TASK BRIEF:
Rewrite the material below, swapping "plot-scouting record" for "site survey log" wherever it occurs and leaving everything else unchanged.
[START OF INPUT ROWS]
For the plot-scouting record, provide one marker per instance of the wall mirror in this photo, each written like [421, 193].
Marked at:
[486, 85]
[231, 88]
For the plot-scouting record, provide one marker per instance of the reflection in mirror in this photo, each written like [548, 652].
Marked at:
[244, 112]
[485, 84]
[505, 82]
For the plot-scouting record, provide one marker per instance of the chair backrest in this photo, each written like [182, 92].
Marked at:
[END OF INPUT ROWS]
ANSWER FOR THE TASK:
For the site survey log, provide one marker per instance of the wall mirror in this photo, each written like [421, 193].
Marked at:
[486, 85]
[231, 88]
For the site survey log, provide one marker per instance of the reflection in mirror in this photo, each written like [548, 652].
Marked at:
[244, 112]
[485, 84]
[505, 82]
For the site survey log, provide one marker per instance of the chair backrest in this photo, each written like [182, 92].
Marked at:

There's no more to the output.